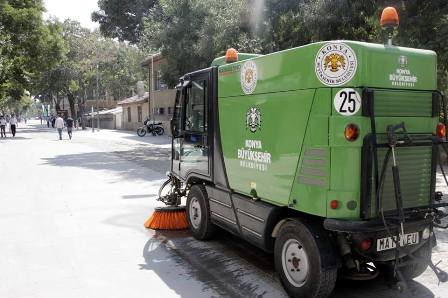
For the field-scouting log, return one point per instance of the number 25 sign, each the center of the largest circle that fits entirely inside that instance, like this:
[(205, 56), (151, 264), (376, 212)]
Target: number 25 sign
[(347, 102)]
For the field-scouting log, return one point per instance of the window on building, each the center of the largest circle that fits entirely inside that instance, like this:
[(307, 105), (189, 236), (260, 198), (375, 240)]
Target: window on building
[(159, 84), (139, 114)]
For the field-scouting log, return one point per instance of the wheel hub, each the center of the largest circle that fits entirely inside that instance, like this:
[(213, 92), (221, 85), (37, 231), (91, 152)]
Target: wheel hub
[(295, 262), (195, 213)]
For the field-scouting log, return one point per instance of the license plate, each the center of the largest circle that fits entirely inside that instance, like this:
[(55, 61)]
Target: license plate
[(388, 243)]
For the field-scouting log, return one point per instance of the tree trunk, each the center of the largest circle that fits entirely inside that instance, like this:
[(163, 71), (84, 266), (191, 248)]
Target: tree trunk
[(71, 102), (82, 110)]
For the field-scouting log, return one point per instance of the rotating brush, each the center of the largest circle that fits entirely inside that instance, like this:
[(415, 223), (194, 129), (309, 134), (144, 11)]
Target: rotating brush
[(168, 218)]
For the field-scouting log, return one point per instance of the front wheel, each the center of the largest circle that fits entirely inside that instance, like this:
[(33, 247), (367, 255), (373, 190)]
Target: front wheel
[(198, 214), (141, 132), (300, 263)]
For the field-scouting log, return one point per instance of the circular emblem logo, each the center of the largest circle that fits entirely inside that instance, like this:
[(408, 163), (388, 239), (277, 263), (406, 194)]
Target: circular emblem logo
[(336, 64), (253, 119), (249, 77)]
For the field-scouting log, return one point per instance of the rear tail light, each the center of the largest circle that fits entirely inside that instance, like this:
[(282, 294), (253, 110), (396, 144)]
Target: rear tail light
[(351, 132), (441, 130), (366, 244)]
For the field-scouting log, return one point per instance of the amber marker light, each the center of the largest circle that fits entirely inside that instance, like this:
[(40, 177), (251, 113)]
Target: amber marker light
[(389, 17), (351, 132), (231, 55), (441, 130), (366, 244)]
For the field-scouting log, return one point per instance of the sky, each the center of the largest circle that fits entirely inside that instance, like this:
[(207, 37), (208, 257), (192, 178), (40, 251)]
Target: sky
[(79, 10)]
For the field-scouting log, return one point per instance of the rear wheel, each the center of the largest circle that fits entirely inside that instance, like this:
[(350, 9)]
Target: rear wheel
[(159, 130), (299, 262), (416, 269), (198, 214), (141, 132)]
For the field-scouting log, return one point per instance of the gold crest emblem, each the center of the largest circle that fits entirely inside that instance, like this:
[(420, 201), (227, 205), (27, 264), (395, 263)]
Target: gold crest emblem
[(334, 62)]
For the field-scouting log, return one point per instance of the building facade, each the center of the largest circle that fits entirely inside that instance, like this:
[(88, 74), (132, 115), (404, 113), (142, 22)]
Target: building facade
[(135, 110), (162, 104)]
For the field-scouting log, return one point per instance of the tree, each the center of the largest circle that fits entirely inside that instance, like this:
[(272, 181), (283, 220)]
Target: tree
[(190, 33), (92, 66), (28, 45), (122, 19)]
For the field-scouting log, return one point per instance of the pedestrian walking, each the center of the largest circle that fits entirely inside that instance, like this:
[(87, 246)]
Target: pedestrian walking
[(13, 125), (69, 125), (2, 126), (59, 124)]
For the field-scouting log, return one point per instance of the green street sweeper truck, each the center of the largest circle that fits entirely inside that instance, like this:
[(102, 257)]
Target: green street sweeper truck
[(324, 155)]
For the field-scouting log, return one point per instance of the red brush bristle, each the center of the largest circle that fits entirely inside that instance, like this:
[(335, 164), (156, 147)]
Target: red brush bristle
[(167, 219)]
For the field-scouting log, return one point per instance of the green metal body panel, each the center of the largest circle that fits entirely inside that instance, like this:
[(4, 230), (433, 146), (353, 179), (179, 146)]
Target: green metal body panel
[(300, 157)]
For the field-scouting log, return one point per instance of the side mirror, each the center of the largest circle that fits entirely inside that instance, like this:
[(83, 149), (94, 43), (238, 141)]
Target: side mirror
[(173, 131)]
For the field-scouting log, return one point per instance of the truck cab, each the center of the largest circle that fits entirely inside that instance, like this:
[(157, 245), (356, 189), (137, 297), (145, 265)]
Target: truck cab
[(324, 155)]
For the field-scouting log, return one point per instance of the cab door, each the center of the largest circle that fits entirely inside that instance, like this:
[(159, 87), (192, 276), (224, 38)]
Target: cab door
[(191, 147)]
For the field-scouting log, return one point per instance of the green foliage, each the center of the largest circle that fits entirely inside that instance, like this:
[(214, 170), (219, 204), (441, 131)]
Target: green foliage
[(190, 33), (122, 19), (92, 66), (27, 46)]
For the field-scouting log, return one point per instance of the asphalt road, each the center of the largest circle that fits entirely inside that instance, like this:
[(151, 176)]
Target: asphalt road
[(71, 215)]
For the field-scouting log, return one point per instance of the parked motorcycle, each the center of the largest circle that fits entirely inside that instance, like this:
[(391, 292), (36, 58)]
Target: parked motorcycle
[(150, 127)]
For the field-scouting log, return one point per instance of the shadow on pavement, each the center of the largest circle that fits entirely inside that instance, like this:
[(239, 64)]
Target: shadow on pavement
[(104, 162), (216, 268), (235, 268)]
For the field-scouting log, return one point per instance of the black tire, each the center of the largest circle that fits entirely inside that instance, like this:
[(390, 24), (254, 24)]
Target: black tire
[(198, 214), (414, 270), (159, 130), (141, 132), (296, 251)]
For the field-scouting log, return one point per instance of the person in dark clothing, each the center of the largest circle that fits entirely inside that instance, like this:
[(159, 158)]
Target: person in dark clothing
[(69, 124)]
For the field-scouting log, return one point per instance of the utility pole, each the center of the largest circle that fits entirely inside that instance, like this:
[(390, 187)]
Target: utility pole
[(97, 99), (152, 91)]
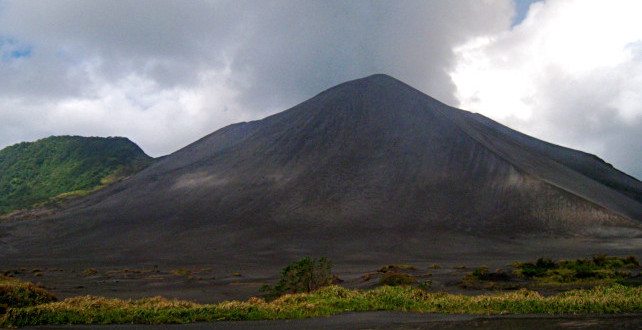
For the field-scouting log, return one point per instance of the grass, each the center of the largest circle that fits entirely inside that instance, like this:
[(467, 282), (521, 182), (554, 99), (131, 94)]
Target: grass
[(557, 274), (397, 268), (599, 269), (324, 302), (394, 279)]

==========

Could you print all the entries exactly as they stand, with the pictures left out?

RESPONSE FOR THIS EXERCISE »
For the field-scouting log, return one point per instance of the number 25 sign, each the center of the largest circle that fits entirely inside that instance, like this:
[(205, 56), (151, 264), (376, 212)]
Target: number 25 sign
[(347, 102)]
For the field-scouting log, return one point per instance of the window on building, each the center of the largest circle that fits entirely inside that instance, like this:
[(307, 105), (189, 236), (260, 198), (375, 240)]
Target: window on building
[(159, 84), (139, 114)]
For the field-scouting log, return one point per instance of the wheel hub, each the center of the largest circle that fits entirely inside that instance, like this:
[(213, 92), (221, 85), (37, 231), (91, 152)]
Target: wheel hub
[(295, 262), (195, 213)]
For the field-scouting log, return one point per instance of the license plate, each the center of the largest circle that fits entirely inside that instance, like this:
[(55, 61)]
Target: license plate
[(388, 243)]
For the field-scouting log, return one point per instance of the tree trunk, each the center of the largest circle that fits entirely inside that instance, like this:
[(163, 71), (84, 266), (191, 248)]
Target: tree trunk
[(71, 102), (82, 110)]
For the field-scouting log, return one point per instance of the rotating brush, each the center of the largest circle that fits entirely inside that instance, like this:
[(415, 223), (194, 129), (309, 134), (144, 11)]
Target: rotating brush
[(168, 218)]
For the field-scouting log, return one point per instance of the front wheel, each the center of the largest circle that fits entirely inside that instance, like this:
[(33, 247), (367, 255), (373, 190)]
Target: front wheel
[(198, 214), (141, 132), (300, 263)]
For the field-scouting log, return one point per instance of the circular emblem logo, each the center of the largest circle that fits entirely inside that instance, like this:
[(408, 163), (388, 239), (277, 263), (406, 194)]
Target: circular emblem logo
[(336, 64), (253, 119), (249, 77)]
For the field-scouting log, return one point per instance of the rear tail light, each the center of the largest circle that fits entirely inside that instance, like this:
[(282, 294), (253, 110), (396, 144)]
Target: rear tail light
[(351, 132), (441, 130), (366, 244)]
For the field-scouting log, return one point per instance of the amber marker light, each the center of the largest circle that fits entirely inside that instance, like this:
[(40, 177), (251, 113)]
Target: amber marker light
[(389, 17), (351, 132), (231, 55), (441, 130), (366, 244)]
For the field-scouting log, return one point per instance of the sky, each the center of the largest circle that fits entirely inside that instance, like this:
[(207, 37), (208, 257), (192, 178), (40, 251)]
Target: sky
[(79, 10)]
For the field-scouting log, return one point per instance of the rear wheel, each the center of the largest circle that fits entirely inside that instance, like this:
[(350, 9)]
Target: rear wheel
[(159, 130), (299, 262), (416, 269), (198, 214), (141, 132)]
For the field-scouting log, return one point per instance of the gold crest emblem, each the center of the largest circle that fits entirely inside that instance, like this:
[(420, 201), (227, 205), (27, 264), (395, 263)]
Target: gold crest emblem
[(334, 62)]
For the field-scouting log, return one point per instance of the building facade, each the center of the largest circle that fits entirely inside that instance, like this:
[(88, 74), (132, 115), (404, 113), (142, 22)]
Target: building facade
[(135, 110), (162, 104)]
For the field-scouting log, return one point per instance of the tree, each the center of the largest circle that fits entirely inside that instance, like this:
[(272, 181), (283, 220)]
Target: tree
[(190, 33), (92, 66), (28, 45), (122, 19)]
For the field-scouting log, return one point per instance of the pedestrian walking, each the center of the largest circle that fits entirely inside that instance, like this:
[(87, 246)]
Target: pedestrian walking
[(13, 125), (69, 125), (2, 126), (59, 124)]
For the field-scouting log, return one point per instance of the green street sweeper truck, each the center of the largest circle that fits entirely inside that instance, like this:
[(102, 257)]
Target: green street sweeper truck
[(324, 155)]
For the field-scouting log, return one point per instance of the red brush bristle, each the center of the largest circle that fits entirely inside that instance, like this:
[(335, 164), (156, 147)]
Target: red brush bristle
[(167, 219)]
For the field-scouting log, return one point per instance of the green metal body panel, each the center of the largest circle that fits entirely inside that instance, like this:
[(4, 230), (433, 146), (353, 179), (179, 146)]
Target: green metal body panel
[(300, 157)]
For the field-scouting log, return one point per instance of the side mirror, each the center of the largest circle that fits entirely inside that instance, like this:
[(83, 149), (94, 43), (238, 141)]
Target: side mirror
[(173, 131)]
For the field-scouting log, return one point per instance of the truck cab, each the center of the largest circle that fits entirely inside that instance, like this:
[(157, 245), (356, 189), (137, 297), (145, 265)]
Target: truck cab
[(324, 155)]
For the field-scouting log, return one point per instance of the cab door, each the center of the largest circle that fits entirely inside that instance, like this:
[(159, 87), (192, 276), (224, 38)]
Target: cab door
[(191, 147)]
For the field-scouting log, return one point per instance of the green foliage, each the center of the largest circle that fits entirely inside that instance, like this:
[(214, 170), (219, 204), (441, 131)]
Target: green foliage
[(190, 33), (122, 19), (92, 66), (27, 46)]
For the field-scouting log, return one point per instance of the asphalt road, each the center of the largest circle that fits entirely inside that instance, like this:
[(151, 176)]
Target: asphalt road
[(71, 215)]
For the field-scouting log, return one point per instance of the parked motorcycle, each the center of the largest circle that fits entirely inside that instance, like this:
[(391, 292), (36, 58)]
Target: parked motorcycle
[(150, 127)]
For the field-scouting log, return one point per instance of the shadow on pavement, each the center of the largest circle that fits entirely inside that instance, like this:
[(239, 64)]
Target: shadow on pavement
[(104, 162), (216, 268), (235, 268)]
For the field-scouting log, return one point per instance of the black tire, each the center of the largest circle that fits entirely inside that instance, like this:
[(390, 24), (254, 24)]
Target: black tire
[(198, 214), (414, 270), (159, 130), (141, 132), (296, 251)]
For the field-scouting log, return one point per instance of the person in dark clothing, each the center of the largest circle that fits entirely inside that instance, like this:
[(159, 158)]
Target: person in dark clothing
[(69, 124)]
For the field-scouting log, return one point per instance of the utility pole, each the center of the largest circle that fits entirely inside that instance, like this:
[(390, 187)]
Target: utility pole
[(97, 99), (152, 91)]
For the field-scouting log, return one point per instance of the grass, each the center of the largest circle that fits entirely inside that instance, like this:
[(467, 282), (521, 182), (554, 99), (131, 94)]
Target: grass
[(557, 274), (397, 268), (599, 269), (324, 302), (394, 279)]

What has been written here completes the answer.